• [TASK TO CARRY OUT]: Reproduce the stretch from "The problem is" through "voices coming in." in the sermon excerpt on hearing the beloved's voice, word for word.

• [SELECTED EXTRACT]:
..........

So let me pick up at chapter 2, verse 8, and just the first phrase of that verse. I want to stop there: “The voice of my beloved!”
And then if you skip down to verse 10, it says: “My beloved spoke, and said to me . . .”
Let me just park there for a few moments before we move on. The beloved is speaking to his bride, but in this moment, as we’re going to see, he is outside the house. She can’t see him, but she recognizes his voice instantly. She knows that he is speaking to her. She knows that he’s not talking to the neighbor. “My voice, my beloved spoke, and said to me.” She knows he’s talking to her.
Now, how does she know whose voice it is? How does she know who’s speaking? She can’t see him.
Well, the way she knows is that she has been with him. She has spent time with him. They have talked. They have communicated. She knows his voice, and she would know that voice anywhere, any time of day or night.
And she’s excited to hear his voice. There’s an exclamation point here. “The voice of my beloved! My beloved spoke, and said to me . . .”
It reminds me of that verse in John 3 that says: “The friend of the bridegroom rejoices greatly at the bridegroom’s voice” (v. 29). There’s a sense of excitement. He’s speaking, and he’s speaking to me!
A sign that you have a genuine relationship with Christ is that He speaks to you through His Word and by His Spirit, and you hear Him speak, and you recognize it as His voice. The reason you recognize His voice is that you have been with Him. You have spent time with Him. You have learned to discern the difference between His voice and someone else’s voice.
We read about this in John chapter 10. Jesus said: “The sheep hear his voice [talking about the Good Shepherd], and he calls his own sheep by name and leads them out . . . and the sheep follow him, for they know his voice” (vv. 3–4).
Now, those who are not of His flock don’t recognize His voice. It’s a reminder that you can hear the Scripture read and preached but never hear God speak. Because so many of those who are apart from Christ, they but don’t have ears to hear. They don’t have a receiver. They don’t have a spiritual receiver. The things of the Spirit are foolishness to them. It’s just like fuzz or static on a radio. Their receiver’s not working. They can’t hear. They can’t discern. They can’t understand what He’s saying.
Believers, on the other hand, hear His voice, and they follow His voice. Hearing His voice and saying, “Yes, Lord,” is an evidence that you belong to Him.
So when I open the Word of God, I expect to hear God speak to me. I ask Him to speak to me. I recognize that when I read this Book; He is speaking to me. God is speaking to me. Christ is speaking to me. And I want to hear His voice. I want to follow Him.
The problem is that so many of us today have a hard time listening to His voice because there are so many other voices in our lives. Our lives are so cluttered, so noisy. I was talking to a friend recently who really loves quiet. She and her husband are quite opposites. He’s into sports, and they have a three-bedroom apartment with nine televisions in it always turned on to sports.
Now, that may seem a little extreme, but that’s a picture of how most people live. We’ve always got noise going. We’ve always got voices going. For you, it may not be audible noise. It may be books. You’re reading three novels at a time. You’re always having voices coming in.
Maybe you spend all your time with friends, always talking with friends, and you don’t get quiet and alone to hear His voice.

..........

• [SUPPLIED DATA]:
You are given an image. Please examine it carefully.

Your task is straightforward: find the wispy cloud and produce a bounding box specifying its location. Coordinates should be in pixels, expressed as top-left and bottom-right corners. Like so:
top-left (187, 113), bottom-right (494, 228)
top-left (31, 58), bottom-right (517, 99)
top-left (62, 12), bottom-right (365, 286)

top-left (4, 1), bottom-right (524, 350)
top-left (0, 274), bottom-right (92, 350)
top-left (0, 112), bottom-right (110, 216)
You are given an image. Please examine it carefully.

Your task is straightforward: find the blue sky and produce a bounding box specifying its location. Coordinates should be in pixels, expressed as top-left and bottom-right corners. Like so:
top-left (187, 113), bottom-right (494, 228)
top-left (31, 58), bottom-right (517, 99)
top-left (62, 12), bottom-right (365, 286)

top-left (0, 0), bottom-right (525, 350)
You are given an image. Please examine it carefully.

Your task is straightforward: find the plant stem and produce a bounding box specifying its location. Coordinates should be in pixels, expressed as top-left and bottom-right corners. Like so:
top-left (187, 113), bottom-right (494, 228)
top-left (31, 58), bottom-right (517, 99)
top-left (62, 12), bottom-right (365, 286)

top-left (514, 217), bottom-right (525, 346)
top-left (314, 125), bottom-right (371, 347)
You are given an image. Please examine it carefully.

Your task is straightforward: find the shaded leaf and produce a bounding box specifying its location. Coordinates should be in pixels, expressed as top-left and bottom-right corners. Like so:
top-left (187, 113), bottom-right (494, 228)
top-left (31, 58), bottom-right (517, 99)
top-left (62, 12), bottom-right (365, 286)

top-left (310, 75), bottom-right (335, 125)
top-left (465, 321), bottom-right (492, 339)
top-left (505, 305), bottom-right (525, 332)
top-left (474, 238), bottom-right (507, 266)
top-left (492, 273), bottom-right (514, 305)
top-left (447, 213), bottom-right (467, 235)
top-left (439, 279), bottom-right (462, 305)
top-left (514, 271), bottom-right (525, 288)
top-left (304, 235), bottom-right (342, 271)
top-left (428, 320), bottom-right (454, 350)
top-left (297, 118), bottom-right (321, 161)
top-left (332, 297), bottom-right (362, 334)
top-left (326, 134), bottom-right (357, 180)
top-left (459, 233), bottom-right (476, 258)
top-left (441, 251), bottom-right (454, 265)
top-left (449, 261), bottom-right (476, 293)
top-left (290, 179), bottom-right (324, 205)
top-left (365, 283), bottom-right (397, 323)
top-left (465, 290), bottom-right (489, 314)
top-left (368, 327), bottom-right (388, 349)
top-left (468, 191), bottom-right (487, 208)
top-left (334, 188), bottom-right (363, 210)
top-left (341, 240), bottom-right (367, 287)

..........

• [OUTPUT FOR THIS EXERCISE]:
The problem is that so many of us today have a hard time listening to His voice because there are so many other voices in our lives. Our lives are so cluttered, so noisy. I was talking to a friend recently who really loves quiet. She and her husband are quite opposites. He’s into sports, and they have a three-bedroom apartment with nine televisions in it always turned on to sports.
Now, that may seem a little extreme, but that’s a picture of how most people live. We’ve always got noise going. We’ve always got voices going. For you, it may not be audible noise. It may be books. You’re reading three novels at a time. You’re always having voices coming in.